(Сохранённые записи из коллекции)
+ + +
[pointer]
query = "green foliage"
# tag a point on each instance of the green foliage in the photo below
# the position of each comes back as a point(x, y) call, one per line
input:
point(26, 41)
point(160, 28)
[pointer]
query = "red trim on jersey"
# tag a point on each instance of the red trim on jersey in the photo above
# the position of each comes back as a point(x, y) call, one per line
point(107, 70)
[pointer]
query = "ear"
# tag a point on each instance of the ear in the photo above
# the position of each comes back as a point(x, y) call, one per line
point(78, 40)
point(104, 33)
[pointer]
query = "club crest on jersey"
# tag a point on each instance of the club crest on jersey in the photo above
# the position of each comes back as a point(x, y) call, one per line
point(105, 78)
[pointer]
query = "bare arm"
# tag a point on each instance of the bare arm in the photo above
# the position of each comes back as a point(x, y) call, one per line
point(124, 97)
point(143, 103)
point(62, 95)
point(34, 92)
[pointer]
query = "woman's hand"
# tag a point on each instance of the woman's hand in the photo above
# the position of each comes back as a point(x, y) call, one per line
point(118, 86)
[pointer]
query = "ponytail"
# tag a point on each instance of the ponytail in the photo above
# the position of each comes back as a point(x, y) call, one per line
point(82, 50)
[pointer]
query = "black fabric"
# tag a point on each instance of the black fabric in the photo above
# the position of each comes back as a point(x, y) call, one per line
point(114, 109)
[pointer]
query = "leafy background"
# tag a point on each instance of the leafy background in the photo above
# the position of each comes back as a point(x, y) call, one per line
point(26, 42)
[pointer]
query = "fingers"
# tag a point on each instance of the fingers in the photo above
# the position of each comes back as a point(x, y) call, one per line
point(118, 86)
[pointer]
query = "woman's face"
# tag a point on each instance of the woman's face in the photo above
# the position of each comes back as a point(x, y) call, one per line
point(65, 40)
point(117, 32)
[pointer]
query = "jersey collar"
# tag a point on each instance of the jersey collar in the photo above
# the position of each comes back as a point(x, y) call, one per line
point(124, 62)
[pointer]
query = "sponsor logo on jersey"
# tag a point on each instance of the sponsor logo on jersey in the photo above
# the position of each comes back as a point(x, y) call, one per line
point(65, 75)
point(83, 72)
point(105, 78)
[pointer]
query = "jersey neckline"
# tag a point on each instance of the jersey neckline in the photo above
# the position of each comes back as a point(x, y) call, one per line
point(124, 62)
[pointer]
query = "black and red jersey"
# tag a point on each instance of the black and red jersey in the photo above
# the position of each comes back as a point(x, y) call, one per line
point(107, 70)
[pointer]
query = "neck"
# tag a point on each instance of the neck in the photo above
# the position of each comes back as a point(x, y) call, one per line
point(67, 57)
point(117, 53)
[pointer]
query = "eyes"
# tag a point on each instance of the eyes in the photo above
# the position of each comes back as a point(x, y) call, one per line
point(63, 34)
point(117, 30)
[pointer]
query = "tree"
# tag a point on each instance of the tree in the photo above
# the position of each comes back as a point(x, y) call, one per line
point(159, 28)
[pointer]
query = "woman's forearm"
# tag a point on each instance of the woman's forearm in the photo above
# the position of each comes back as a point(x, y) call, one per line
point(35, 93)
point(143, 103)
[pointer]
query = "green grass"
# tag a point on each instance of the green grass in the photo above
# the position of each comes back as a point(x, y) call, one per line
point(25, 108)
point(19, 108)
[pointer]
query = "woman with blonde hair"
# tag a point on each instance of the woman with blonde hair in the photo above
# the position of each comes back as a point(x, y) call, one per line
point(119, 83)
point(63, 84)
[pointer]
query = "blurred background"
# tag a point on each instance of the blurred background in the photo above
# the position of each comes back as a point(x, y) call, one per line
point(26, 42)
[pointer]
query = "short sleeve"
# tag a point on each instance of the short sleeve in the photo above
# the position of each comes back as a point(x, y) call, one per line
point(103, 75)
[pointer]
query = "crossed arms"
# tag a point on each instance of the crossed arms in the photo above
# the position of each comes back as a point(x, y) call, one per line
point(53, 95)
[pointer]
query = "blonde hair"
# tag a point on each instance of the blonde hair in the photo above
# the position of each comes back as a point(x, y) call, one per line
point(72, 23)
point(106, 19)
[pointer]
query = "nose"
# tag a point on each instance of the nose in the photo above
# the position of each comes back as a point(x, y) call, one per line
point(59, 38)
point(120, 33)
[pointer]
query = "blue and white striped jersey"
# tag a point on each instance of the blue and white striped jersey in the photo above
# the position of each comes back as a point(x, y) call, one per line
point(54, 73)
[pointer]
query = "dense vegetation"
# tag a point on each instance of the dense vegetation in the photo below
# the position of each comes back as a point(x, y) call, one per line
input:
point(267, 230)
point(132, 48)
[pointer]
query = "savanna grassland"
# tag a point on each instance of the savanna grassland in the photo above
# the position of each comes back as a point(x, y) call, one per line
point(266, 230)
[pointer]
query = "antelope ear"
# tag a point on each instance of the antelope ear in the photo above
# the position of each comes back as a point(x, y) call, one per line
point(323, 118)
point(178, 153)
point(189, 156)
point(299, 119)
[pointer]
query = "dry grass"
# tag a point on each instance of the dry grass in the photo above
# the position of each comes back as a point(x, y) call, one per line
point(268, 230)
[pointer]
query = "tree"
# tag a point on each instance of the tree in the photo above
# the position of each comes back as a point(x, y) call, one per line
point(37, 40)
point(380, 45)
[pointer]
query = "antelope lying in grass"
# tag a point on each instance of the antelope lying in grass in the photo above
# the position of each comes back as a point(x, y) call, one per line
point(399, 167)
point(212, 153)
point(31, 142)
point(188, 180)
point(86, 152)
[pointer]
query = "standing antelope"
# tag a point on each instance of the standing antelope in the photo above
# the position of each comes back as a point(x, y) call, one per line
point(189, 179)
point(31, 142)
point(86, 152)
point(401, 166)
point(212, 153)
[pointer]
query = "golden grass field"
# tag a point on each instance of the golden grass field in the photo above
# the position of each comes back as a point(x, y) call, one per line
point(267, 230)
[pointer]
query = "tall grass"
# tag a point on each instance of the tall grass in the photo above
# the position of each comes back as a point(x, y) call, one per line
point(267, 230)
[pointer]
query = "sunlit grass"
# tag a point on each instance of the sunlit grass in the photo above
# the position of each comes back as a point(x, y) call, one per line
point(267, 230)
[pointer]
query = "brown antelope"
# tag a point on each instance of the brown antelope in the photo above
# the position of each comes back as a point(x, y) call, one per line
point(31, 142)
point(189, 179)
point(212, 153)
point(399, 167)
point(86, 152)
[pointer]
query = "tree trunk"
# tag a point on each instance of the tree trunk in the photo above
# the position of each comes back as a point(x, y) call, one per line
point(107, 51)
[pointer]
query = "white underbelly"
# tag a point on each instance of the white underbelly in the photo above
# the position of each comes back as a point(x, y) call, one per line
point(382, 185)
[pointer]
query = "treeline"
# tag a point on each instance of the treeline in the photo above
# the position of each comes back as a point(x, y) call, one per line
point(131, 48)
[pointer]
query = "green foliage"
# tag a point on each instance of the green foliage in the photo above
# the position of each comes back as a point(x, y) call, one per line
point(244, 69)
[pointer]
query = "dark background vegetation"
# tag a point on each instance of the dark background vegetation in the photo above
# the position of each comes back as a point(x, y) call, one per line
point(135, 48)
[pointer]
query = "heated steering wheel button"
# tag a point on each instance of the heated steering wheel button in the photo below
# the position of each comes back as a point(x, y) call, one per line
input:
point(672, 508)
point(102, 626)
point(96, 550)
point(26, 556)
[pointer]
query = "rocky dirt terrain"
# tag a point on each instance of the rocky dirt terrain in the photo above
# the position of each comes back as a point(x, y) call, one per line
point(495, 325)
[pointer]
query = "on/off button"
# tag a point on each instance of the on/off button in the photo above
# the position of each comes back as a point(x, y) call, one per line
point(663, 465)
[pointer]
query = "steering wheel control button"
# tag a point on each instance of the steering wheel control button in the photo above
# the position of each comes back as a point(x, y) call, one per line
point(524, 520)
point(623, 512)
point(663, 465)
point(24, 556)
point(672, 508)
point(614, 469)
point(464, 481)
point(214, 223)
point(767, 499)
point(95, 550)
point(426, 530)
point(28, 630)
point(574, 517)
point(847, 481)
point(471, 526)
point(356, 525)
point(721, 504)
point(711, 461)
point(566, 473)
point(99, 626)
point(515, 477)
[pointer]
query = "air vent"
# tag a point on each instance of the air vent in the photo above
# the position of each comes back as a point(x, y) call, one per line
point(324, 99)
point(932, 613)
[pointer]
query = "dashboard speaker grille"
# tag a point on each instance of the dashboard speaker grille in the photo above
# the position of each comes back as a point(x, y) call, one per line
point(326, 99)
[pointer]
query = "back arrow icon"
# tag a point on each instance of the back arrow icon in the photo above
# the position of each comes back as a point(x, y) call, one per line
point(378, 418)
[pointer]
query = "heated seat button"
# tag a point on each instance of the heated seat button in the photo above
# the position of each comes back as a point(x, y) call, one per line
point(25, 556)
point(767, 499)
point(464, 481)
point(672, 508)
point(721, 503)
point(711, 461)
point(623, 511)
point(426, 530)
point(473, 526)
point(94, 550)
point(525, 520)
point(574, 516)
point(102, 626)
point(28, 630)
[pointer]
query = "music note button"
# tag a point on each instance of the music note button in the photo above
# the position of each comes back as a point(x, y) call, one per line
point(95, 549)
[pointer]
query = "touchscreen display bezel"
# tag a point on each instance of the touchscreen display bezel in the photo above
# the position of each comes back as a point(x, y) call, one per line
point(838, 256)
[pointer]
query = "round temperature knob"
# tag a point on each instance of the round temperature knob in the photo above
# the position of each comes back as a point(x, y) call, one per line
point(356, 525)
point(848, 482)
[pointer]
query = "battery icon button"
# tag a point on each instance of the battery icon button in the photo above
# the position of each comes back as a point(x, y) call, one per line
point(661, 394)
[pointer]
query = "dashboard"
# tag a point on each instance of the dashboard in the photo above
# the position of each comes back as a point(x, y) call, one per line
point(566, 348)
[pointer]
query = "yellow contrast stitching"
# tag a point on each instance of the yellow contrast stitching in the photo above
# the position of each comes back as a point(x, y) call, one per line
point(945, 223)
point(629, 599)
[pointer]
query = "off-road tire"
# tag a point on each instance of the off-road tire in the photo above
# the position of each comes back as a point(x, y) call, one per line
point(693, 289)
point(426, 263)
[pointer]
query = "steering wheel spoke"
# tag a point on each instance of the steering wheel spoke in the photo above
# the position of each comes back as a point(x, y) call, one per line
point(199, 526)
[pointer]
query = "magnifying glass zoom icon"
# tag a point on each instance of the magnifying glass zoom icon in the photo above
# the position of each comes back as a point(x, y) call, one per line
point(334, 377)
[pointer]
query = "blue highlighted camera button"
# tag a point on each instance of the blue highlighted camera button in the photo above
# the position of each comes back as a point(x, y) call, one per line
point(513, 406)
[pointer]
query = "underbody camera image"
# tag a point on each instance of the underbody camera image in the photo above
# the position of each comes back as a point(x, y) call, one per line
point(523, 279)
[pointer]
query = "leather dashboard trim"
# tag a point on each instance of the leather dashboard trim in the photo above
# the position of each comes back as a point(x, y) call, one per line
+ + +
:: ЗАДАНИЕ ::
Приведите без изменений каждую строку записей, где встречается слово «neckline». Регистр букв учитывается.

:: ОТВЕТ НА ЗАДАНИЕ ::
query = "jersey neckline"
# tag a point on each instance of the jersey neckline in the photo above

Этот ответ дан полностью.